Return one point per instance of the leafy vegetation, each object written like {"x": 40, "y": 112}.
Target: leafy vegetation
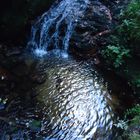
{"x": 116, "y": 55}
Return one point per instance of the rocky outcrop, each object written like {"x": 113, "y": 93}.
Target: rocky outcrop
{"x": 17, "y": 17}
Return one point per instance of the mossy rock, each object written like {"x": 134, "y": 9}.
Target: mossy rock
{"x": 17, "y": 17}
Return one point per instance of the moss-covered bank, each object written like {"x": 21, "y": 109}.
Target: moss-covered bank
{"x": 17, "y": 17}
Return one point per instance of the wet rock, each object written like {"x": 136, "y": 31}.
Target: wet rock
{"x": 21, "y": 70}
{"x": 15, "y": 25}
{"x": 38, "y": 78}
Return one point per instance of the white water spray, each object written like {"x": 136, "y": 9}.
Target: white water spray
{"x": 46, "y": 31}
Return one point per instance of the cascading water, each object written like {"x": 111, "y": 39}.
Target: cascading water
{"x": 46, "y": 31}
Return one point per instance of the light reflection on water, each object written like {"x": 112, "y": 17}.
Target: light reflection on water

§ §

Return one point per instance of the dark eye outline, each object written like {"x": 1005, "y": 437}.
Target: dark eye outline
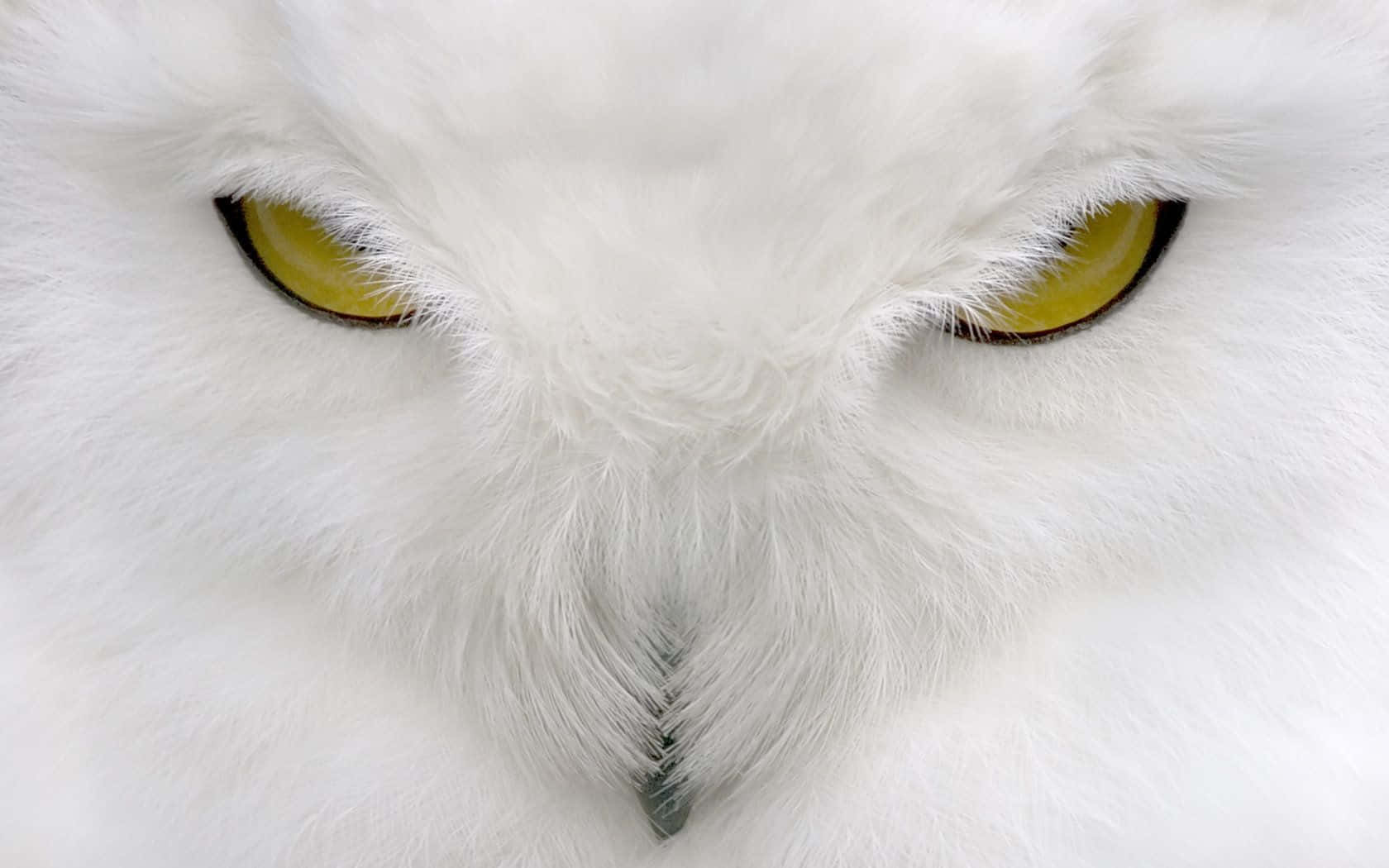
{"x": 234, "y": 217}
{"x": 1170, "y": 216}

§ §

Format the records above, from the line containing "Return one point per instance of the leafy" through the line containing "Target: light reflection on water", as a JSON list of strings with one string per line and no blank lines. Leave the pictures out.

[
  "Return one point per instance of the leafy vegetation, each object written like {\"x\": 40, \"y\": 112}.",
  "Target: leafy vegetation",
  "{\"x\": 116, \"y\": 55}",
  "Return one point per instance of the rocky outcrop, each object written like {\"x\": 113, \"y\": 93}.",
  "Target: rocky outcrop",
  "{\"x\": 17, \"y\": 17}",
  "Return one point per instance of the mossy rock, each object written like {\"x\": 134, \"y\": 9}.",
  "Target: mossy rock",
  "{\"x\": 17, \"y\": 17}",
  "Return one point per instance of the moss-covered bank, each object written like {\"x\": 21, \"y\": 109}.",
  "Target: moss-covered bank",
  "{\"x\": 17, \"y\": 17}",
  "Return one point per instance of the wet rock, each object written like {\"x\": 136, \"y\": 31}.",
  "Target: wet rock",
  "{\"x\": 21, \"y\": 70}",
  "{\"x\": 15, \"y\": 25}",
  "{\"x\": 38, \"y\": 78}",
  "Return one point per instance of the white water spray, each object written like {\"x\": 136, \"y\": 9}.",
  "Target: white water spray",
  "{\"x\": 46, \"y\": 31}",
  "Return one point per instance of the cascading water, each object written like {\"x\": 111, \"y\": 39}.",
  "Target: cascading water",
  "{\"x\": 46, \"y\": 31}",
  "Return one point per instance of the light reflection on water, each object written like {\"x\": 112, \"y\": 17}.",
  "Target: light reflection on water"
]